• Supplied records
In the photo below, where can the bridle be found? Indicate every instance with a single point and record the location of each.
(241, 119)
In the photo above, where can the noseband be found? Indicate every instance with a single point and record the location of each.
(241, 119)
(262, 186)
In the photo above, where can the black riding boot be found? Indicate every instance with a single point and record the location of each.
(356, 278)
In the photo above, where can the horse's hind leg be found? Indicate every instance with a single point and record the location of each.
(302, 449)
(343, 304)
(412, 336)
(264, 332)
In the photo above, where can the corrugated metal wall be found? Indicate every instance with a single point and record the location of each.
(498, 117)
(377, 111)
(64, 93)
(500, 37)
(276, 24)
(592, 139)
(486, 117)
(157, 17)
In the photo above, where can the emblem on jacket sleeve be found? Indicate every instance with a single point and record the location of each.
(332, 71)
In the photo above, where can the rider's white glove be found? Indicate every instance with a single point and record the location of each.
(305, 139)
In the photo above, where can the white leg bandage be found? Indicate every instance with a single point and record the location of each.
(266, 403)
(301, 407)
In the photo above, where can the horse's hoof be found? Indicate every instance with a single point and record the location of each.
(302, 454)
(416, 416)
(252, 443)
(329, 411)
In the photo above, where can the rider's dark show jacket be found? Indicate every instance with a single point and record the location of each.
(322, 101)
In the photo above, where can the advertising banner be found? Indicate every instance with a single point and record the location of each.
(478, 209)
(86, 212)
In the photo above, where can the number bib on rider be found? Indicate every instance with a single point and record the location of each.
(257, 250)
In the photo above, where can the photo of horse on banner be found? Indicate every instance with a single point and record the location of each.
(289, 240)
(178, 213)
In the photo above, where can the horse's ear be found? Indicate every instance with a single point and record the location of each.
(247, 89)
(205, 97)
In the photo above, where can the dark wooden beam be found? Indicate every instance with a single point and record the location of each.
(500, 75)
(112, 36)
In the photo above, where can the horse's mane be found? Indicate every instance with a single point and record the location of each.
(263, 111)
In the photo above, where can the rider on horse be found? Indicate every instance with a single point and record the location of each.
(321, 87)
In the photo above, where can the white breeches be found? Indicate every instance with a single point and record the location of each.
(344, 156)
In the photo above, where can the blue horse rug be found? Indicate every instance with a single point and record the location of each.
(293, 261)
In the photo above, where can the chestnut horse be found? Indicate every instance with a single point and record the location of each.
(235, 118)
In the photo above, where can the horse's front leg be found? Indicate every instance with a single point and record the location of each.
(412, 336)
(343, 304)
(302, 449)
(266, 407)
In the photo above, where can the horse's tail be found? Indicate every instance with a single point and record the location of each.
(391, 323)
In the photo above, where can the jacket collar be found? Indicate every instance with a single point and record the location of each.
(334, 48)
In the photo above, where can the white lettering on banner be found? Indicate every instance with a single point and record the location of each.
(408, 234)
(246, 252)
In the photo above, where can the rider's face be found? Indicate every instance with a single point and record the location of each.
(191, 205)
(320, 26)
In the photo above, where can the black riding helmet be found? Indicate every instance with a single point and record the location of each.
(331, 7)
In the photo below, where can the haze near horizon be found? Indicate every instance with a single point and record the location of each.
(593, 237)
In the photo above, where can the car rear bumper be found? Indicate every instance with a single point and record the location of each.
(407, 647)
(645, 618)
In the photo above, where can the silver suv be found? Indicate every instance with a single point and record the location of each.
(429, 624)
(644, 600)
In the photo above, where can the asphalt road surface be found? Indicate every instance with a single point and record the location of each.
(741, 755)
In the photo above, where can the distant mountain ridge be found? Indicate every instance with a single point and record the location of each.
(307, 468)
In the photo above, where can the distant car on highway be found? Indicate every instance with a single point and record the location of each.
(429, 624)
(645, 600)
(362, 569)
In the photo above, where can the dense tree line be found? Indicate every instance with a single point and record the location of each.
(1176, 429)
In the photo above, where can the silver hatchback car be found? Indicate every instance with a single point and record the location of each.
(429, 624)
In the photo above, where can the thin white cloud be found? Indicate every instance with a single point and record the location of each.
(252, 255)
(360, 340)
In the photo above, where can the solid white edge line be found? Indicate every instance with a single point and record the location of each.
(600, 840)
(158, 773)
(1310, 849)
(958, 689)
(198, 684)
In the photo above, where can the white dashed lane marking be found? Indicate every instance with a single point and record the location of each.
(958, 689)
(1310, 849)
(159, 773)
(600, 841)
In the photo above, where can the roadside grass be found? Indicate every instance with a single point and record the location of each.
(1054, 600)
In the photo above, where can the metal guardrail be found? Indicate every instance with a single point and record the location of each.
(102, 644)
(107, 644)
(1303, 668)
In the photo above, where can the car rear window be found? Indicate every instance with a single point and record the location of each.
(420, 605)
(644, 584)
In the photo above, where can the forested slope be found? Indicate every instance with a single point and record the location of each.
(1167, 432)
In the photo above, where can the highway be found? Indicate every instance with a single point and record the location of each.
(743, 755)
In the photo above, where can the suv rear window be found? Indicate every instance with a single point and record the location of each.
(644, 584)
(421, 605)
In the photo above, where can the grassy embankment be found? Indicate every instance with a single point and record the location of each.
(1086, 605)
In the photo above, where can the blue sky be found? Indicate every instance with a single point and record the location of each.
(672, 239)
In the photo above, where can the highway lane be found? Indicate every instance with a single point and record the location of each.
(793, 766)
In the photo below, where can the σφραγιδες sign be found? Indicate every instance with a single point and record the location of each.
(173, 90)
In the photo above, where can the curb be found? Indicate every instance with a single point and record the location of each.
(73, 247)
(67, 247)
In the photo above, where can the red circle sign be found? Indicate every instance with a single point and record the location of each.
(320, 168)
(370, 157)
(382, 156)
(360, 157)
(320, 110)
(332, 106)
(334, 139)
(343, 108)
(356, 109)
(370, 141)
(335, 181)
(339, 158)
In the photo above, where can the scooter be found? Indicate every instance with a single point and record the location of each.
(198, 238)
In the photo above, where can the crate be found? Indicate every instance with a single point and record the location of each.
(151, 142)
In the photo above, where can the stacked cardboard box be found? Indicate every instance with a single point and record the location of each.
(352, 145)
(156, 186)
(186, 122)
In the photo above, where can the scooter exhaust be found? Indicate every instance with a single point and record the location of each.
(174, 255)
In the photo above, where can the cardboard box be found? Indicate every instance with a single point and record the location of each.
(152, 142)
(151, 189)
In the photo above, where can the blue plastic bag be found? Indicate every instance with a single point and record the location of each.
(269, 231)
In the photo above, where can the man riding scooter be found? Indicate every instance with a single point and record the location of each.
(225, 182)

• What is expected
All the entries must be retyped exactly.

• Finished task
In the photo below, where can the bridle be found? Indicate every instance with a single point and record the location of each.
(241, 119)
In the photo above, where can the noseband be found? Indicate every instance with a single point and record the location of each.
(241, 119)
(262, 186)
In the photo above, where can the black riding boot be found? Indicate every instance with a single point and record the location of each.
(356, 278)
In the photo above, where can the horse's hind leg be found? Indicate every instance with a single point and record the location of each.
(302, 449)
(343, 304)
(412, 336)
(264, 332)
In the photo above, where can the corrugated metal wall be found? Indicate every instance with a single point and record the location of each.
(498, 117)
(377, 111)
(64, 93)
(500, 37)
(276, 24)
(592, 139)
(486, 117)
(157, 17)
In the photo above, where can the emblem on jacket sleeve be found? Indicate every instance with a single point and record the location of each.
(332, 71)
In the photo above, where can the rider's white glove be found? Indicate every instance with a single point and record the location of each.
(305, 139)
In the photo above, where can the white leg bandage be found? Indicate every instance with a single point and record the location of each.
(266, 403)
(301, 407)
In the photo above, where can the horse's hoof be found? Indicate every instance with a single point and record the location of each.
(302, 454)
(416, 416)
(252, 443)
(329, 411)
In the photo above, where can the rider's dark show jacket be found? Indicate every instance with a single point and record the location of each.
(322, 101)
In the photo above, where can the advertising banner be found? Indicate every instance with a single point and record the location of each.
(478, 209)
(86, 212)
In the photo above, where can the number bib on rider be found? Indicate every instance with a single point and record the location of each.
(257, 250)
In the photo above, where can the photo of horse on banner be found? Indicate every instance with a single point and record the location of each.
(289, 240)
(178, 213)
In the photo above, where can the horse's ear be found? Indicate every instance with a single point and record the location of each.
(247, 89)
(205, 97)
In the photo above, where can the dark wooden beam be found? Indicate every instance with a single point and record the location of each.
(500, 75)
(112, 36)
In the photo above, where can the horse's mane be found? Indicate every instance with a single point and record the location of each.
(263, 111)
In the photo above, where can the rider on horse be found? Indicate every instance with a single point and record the location of each.
(321, 87)
In the photo above, where can the white breeches be found? Indicate every instance with a single point and record the location of each.
(344, 156)
In the photo above, where can the blue horse rug be found? Indicate every instance with a single point and record the location of each.
(293, 261)
In the photo above, where can the chestnut horse be found? Indicate every instance with a single point and record the location of each.
(235, 118)
In the photo above, where can the horse's front leg be found? Indicate every instance with a single point and record the location of each.
(412, 336)
(343, 304)
(302, 449)
(266, 407)
In the photo above, where can the horse's tail be found? Indicate every instance with a single point and record the location of each.
(391, 323)
In the photo above, where can the jacket collar be found? Indicate every instance with a single point and record the location of each.
(334, 48)
In the photo above, where can the white lettering on banner be found? Indicate every instance with a single point and record the location of each.
(408, 234)
(246, 252)
In the photo above, where can the rider's face be found? Indicate every instance with a single point and record the location of each.
(191, 205)
(320, 26)
In the photo above, where can the black riding helmet be found? Indicate every instance with a single point and record the location of each.
(331, 7)
In the photo below, where can the haze near horizon be found? Indicate every instance with a single point and record the location of each.
(593, 237)
In the photo above, where can the car rear bumper be found? Indicate every instance with a single point and record the location of each.
(407, 647)
(645, 618)
In the photo above, where can the silver suv be found? Indicate every instance with a single point and record the location of each.
(429, 624)
(644, 600)
In the photo above, where can the asphalt road surface be found? Indicate every instance with a single point and record the location of each.
(741, 755)
In the photo above, where can the distant mountain ridge be found? Indicate every instance with a single point and record the location of each.
(307, 468)
In the photo above, where can the distant car on highway be found? Indicate every instance with a single point and record the location of each.
(429, 624)
(645, 600)
(362, 569)
In the photo above, where can the dense tree line be found? Indicate every instance with a single point and record the location of each.
(1176, 429)
In the photo above, where can the silver hatchback car be found? Indicate every instance with a single point and record the location of each.
(429, 624)
In the photo above, where can the thin white cloud be found? Indicate every instance with a single point and record the location of each.
(252, 255)
(360, 340)
In the photo above, where can the solid white edge line be found? Indicate every instance with a single point and record the location of each.
(600, 840)
(158, 773)
(1310, 849)
(958, 689)
(198, 684)
In the photo above, where can the white dashed lane marking be found? Indicate every instance with a single point and record the location of each.
(958, 689)
(1310, 849)
(159, 773)
(600, 841)
In the photo above, where can the roadside grass be found? Indicate every instance with a single point and record the location of each.
(1054, 600)
In the photo above, where can the metal guardrail be found? Indicate every instance with a single point and record the location of each.
(102, 644)
(107, 644)
(1303, 668)
In the photo above, where can the car rear window be found? Indicate every instance with a single point and record the location of each.
(420, 605)
(644, 584)
In the photo above, where can the forested slope be found? Indicate every instance with a single point and record the location of each.
(1167, 432)
In the photo above, where can the highway be found? Indicate every instance with a single point and record the location of each.
(743, 755)
In the photo above, where can the suv rear window be found? Indicate every instance with a single point and record the location of each.
(644, 584)
(421, 605)
In the photo above, where can the grassy embankment be found? Indicate every instance with a single point and record the location of each.
(1086, 605)
In the photo above, where can the blue sky be found? Indicate every instance with a single point and record the location of each.
(672, 239)
In the photo above, where can the highway lane be found? Indicate every instance with a single point and record the location of each.
(793, 766)
In the photo below, where can the σφραγιδες sign be found? Indicate every instance with a single point and record the location of each.
(173, 90)
In the photo above, where can the curb be found? Indicate every instance with a single point and record the location of each.
(73, 247)
(67, 247)
In the photo above, where can the red circle sign be found? Indicate every instance with a single point and record the location of each.
(320, 168)
(370, 157)
(382, 156)
(360, 157)
(320, 110)
(332, 106)
(334, 139)
(343, 108)
(356, 109)
(370, 141)
(335, 181)
(339, 158)
In the photo above, where can the scooter be found? Indicate every instance with a single point and record the location of each.
(198, 238)
In the photo above, where can the crate be found? Indicate every instance with a single point and record the location of each.
(151, 142)
In the photo above, where can the stacked cardboard box be found? Indicate every instance with a single point and record the location of each.
(352, 145)
(156, 186)
(186, 122)
In the photo above, where can the scooter exhaust be found? Indicate every instance with a single point and record the location of each.
(174, 255)
In the photo above, where can the cardboard box be found? Indicate every instance with a single point and record the location of each.
(152, 142)
(151, 189)
In the photo above, where can the blue plastic bag be found? Indicate every instance with a single point and record the location of each.
(269, 231)
In the photo above, where can the man riding scooter be found? Indicate every instance with a single point and record the location of each.
(225, 182)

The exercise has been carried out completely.